## Problem to solve
Convert the records below into a Markdown table with two columns, "Row" and "Line," placing each line in its own numbered row and omitting any blank lines.

## Exercise material
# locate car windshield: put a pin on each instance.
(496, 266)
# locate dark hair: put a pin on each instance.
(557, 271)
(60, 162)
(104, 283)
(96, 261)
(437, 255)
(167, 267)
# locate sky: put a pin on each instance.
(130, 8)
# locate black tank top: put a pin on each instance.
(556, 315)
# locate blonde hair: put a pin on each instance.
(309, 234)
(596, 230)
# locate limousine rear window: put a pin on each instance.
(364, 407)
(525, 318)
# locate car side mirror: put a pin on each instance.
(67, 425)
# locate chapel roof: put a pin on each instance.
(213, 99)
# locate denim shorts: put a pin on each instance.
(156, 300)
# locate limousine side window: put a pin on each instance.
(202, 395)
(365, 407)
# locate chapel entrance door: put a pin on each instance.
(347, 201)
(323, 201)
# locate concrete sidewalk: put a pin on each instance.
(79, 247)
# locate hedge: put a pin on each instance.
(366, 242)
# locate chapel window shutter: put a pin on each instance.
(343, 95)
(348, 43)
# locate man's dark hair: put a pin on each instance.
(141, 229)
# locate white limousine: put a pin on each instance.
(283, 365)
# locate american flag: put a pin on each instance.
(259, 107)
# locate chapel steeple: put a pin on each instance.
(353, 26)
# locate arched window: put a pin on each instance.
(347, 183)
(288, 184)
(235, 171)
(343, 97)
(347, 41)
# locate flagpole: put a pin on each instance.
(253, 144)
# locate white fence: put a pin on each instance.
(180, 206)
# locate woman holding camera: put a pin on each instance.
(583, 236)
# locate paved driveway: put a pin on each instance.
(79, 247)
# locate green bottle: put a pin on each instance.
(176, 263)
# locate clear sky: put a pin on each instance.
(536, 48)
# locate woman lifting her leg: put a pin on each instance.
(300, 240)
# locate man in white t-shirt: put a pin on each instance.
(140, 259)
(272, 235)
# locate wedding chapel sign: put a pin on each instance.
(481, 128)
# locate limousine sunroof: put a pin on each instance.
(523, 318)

## Completed task
| Row | Line |
|---|---|
| 1 | # locate car windshield: put a pin on each instance. |
| 2 | (496, 266) |
| 3 | # locate dark hair: put a pin on each instance. |
| 4 | (557, 271) |
| 5 | (60, 162) |
| 6 | (104, 283) |
| 7 | (96, 261) |
| 8 | (437, 255) |
| 9 | (167, 267) |
| 10 | # locate sky: put a pin on each instance. |
| 11 | (130, 8) |
| 12 | # locate black tank top: put a pin on each instance. |
| 13 | (556, 315) |
| 14 | # locate blonde hair: put a pin on each instance. |
| 15 | (309, 234) |
| 16 | (596, 230) |
| 17 | # locate limousine rear window: put a pin on each instance. |
| 18 | (364, 407) |
| 19 | (525, 318) |
| 20 | # locate car side mirror: put a pin on each instance. |
| 21 | (67, 425) |
| 22 | # locate chapel roof: put a pin on each instance. |
| 23 | (213, 99) |
| 24 | # locate denim shorts: put a pin on each instance. |
| 25 | (156, 300) |
| 26 | # locate limousine side window: put a pin on each instance. |
| 27 | (202, 395) |
| 28 | (365, 407) |
| 29 | # locate chapel entrance door: put a pin on each instance. |
| 30 | (347, 201) |
| 31 | (323, 201) |
| 32 | # locate concrete sidewalk: put a pin on each instance. |
| 33 | (79, 247) |
| 34 | # locate hedge: put a pin on each instance. |
| 35 | (366, 242) |
| 36 | # locate chapel window shutter: put a pin on each instance. |
| 37 | (343, 95) |
| 38 | (348, 43) |
| 39 | # locate man's dark hair: put a pin on each instance. |
| 40 | (141, 229) |
| 41 | # locate white limousine: put a pin on each instance. |
| 42 | (283, 365) |
| 43 | # locate american flag: put a pin on each instance. |
| 44 | (259, 107) |
| 45 | # locate chapel steeple: put a pin on each instance. |
| 46 | (353, 26) |
| 47 | # locate arched window: put a pin on each instance. |
| 48 | (347, 183) |
| 49 | (288, 184) |
| 50 | (235, 171) |
| 51 | (343, 97) |
| 52 | (347, 41) |
| 53 | # locate flagpole: put a pin on each instance. |
| 54 | (253, 144) |
| 55 | # locate white fence: put a pin on each instance. |
| 56 | (180, 206) |
| 57 | # locate woman holding camera: put a pin on each instance. |
| 58 | (583, 236) |
| 59 | # locate paved driveway: put a pin on each instance. |
| 60 | (79, 247) |
| 61 | # locate green bottle: put a pin on each instance. |
| 62 | (176, 263) |
| 63 | # locate clear sky: put a pin on each instance. |
| 64 | (536, 48) |
| 65 | # locate woman lifting her leg: put a pin on each instance. |
| 66 | (300, 240) |
| 67 | # locate man in white t-shirt: put a pin on each instance. |
| 68 | (140, 259) |
| 69 | (272, 235) |
| 70 | # locate wedding chapel sign: put a pin on each instance. |
| 71 | (481, 128) |
| 72 | # locate limousine sunroof: put a pin on each instance. |
| 73 | (523, 318) |